'''

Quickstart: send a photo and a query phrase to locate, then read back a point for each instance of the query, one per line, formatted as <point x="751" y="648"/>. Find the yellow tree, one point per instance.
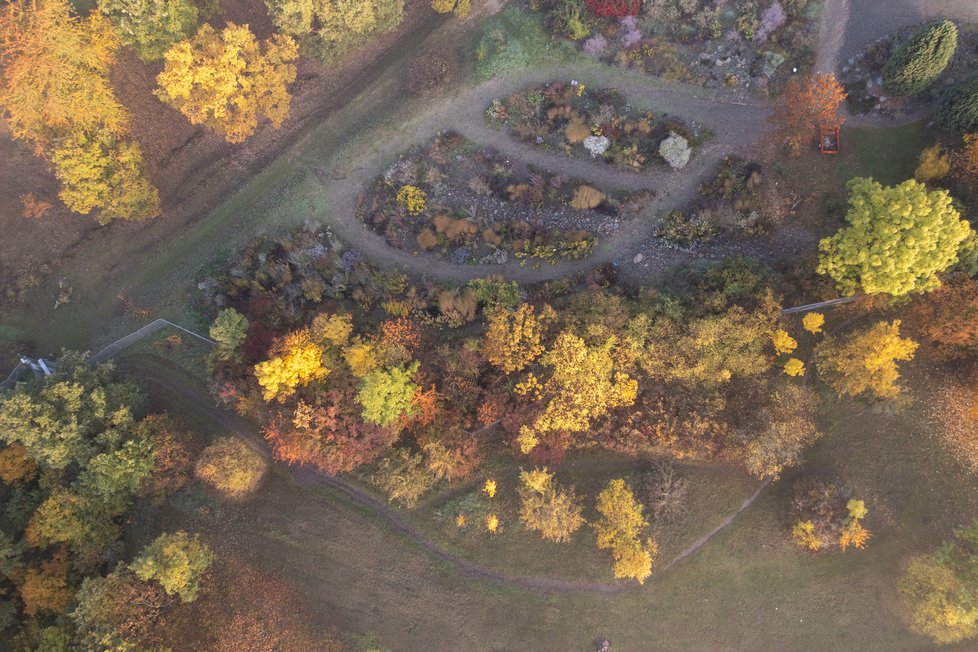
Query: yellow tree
<point x="514" y="338"/>
<point x="583" y="386"/>
<point x="55" y="71"/>
<point x="227" y="80"/>
<point x="295" y="360"/>
<point x="99" y="172"/>
<point x="865" y="361"/>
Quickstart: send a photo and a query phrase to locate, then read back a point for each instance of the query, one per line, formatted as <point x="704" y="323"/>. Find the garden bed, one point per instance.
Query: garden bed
<point x="469" y="205"/>
<point x="593" y="124"/>
<point x="862" y="75"/>
<point x="751" y="45"/>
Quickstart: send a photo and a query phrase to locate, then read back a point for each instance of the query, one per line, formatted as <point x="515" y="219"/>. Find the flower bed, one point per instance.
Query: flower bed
<point x="594" y="124"/>
<point x="747" y="44"/>
<point x="468" y="205"/>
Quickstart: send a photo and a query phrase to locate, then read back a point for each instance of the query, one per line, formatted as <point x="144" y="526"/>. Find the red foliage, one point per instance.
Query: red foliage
<point x="335" y="438"/>
<point x="614" y="8"/>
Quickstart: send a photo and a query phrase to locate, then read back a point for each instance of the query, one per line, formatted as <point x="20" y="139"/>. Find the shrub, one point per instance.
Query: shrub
<point x="958" y="110"/>
<point x="231" y="467"/>
<point x="431" y="71"/>
<point x="918" y="62"/>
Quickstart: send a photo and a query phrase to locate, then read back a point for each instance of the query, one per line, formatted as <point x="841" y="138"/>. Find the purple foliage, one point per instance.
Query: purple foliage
<point x="772" y="20"/>
<point x="595" y="46"/>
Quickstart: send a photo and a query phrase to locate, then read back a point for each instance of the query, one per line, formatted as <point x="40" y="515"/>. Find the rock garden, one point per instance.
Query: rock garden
<point x="596" y="124"/>
<point x="751" y="45"/>
<point x="468" y="204"/>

'''

Write out the data above exactly as it appears, but without any image.

Quickstart: send a photo and a query phrase to locate, then read back a point for each instance of the query, one per line, formatted as <point x="751" y="648"/>. Find the yellow tree, one point per instance.
Query: yellow tree
<point x="514" y="338"/>
<point x="583" y="386"/>
<point x="55" y="71"/>
<point x="227" y="80"/>
<point x="295" y="360"/>
<point x="99" y="172"/>
<point x="865" y="361"/>
Quickstart: send a photo and a query phrase to locate, then read back a point for each instance of the query, one per line, formatted as <point x="704" y="323"/>. Find the garden bed, one point per instance.
Query: garden bed
<point x="469" y="205"/>
<point x="593" y="124"/>
<point x="862" y="75"/>
<point x="751" y="45"/>
Quickstart: send a photo and a query phrase to locate, then read back a point for each instance of the query, one per line, formatted as <point x="515" y="219"/>. Find the flower bed, one point per instance.
Query: flower bed
<point x="594" y="124"/>
<point x="747" y="44"/>
<point x="468" y="205"/>
Quickstart: send a photo and a query phrase to locate, then read back a point for each instance of the query, one per line, formatted as <point x="144" y="526"/>. Find the red foliage, one point per instance.
Query: red foliage
<point x="335" y="438"/>
<point x="614" y="8"/>
Quickstart: send a photo and a query phrase to locate, then read back a point for each instance of the query, one per line, formatted as <point x="20" y="139"/>. Find the shrub, one point per instance.
Query: shrub
<point x="958" y="110"/>
<point x="231" y="467"/>
<point x="431" y="71"/>
<point x="918" y="62"/>
Quickstart: send a photo and a query phrase to locate, then read back a point for each instance of the query, one per line, formatted as <point x="841" y="138"/>. Find the purple foliage, one point per instance.
Query: purple foliage
<point x="772" y="20"/>
<point x="595" y="46"/>
Quickstart: send a photo and a query phrase to locate, then read back a point for each instance of the query, one per line, formatted as <point x="40" y="515"/>. Find the rock garden, one point per instance.
Query: rock garden
<point x="596" y="124"/>
<point x="751" y="45"/>
<point x="468" y="204"/>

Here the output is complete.